### Your task
Display every line below that contains the string "railing", treating uppercase and lowercase letters as distinct.

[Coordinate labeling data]
-=-=-

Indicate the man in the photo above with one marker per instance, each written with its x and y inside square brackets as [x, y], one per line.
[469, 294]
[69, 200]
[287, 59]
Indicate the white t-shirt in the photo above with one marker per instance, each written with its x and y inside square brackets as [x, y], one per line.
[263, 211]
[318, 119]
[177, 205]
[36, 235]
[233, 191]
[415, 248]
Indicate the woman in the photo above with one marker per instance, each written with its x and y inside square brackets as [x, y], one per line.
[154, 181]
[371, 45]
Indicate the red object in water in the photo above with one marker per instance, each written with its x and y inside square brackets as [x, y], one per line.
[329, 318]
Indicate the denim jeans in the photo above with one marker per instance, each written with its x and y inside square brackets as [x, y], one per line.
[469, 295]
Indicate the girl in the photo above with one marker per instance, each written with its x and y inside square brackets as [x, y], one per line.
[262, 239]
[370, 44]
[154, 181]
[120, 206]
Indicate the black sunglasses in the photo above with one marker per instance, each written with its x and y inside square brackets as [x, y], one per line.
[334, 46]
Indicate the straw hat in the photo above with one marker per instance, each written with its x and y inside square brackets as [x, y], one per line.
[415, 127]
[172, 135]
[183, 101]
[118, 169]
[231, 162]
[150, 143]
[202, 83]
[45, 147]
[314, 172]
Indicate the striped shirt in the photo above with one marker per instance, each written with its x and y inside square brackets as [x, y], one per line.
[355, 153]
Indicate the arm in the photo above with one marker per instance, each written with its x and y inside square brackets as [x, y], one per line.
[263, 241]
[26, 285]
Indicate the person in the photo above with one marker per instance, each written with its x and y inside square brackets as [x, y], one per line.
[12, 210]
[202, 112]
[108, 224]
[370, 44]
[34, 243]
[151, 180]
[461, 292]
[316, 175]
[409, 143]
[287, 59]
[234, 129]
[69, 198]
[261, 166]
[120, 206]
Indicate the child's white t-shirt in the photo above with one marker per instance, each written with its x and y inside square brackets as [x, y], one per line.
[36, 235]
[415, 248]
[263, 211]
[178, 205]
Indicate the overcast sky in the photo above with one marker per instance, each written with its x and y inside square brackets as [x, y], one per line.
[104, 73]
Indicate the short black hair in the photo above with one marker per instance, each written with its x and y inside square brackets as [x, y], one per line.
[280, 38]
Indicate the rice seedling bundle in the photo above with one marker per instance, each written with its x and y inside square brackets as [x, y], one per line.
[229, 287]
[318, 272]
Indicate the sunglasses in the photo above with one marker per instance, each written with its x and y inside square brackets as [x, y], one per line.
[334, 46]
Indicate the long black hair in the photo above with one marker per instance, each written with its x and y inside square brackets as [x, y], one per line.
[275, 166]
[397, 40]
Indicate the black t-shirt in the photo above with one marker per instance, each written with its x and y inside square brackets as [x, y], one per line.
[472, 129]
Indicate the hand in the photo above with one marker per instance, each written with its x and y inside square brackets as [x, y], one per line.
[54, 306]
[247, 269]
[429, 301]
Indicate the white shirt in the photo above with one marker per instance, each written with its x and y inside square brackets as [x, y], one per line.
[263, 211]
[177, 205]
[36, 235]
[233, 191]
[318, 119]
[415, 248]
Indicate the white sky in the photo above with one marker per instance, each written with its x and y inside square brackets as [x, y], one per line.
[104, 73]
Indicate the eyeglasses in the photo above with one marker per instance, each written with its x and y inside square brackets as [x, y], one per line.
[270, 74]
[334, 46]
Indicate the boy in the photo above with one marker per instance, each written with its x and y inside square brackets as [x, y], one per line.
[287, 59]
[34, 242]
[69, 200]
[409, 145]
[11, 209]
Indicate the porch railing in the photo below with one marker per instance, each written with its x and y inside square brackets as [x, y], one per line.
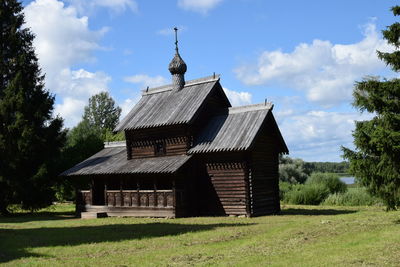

-=-=-

### Reply to the exercise
Indicate the porch railing in the photo below with one marker per instance, each written with its x and y inside square brackets as [x, y], one per line.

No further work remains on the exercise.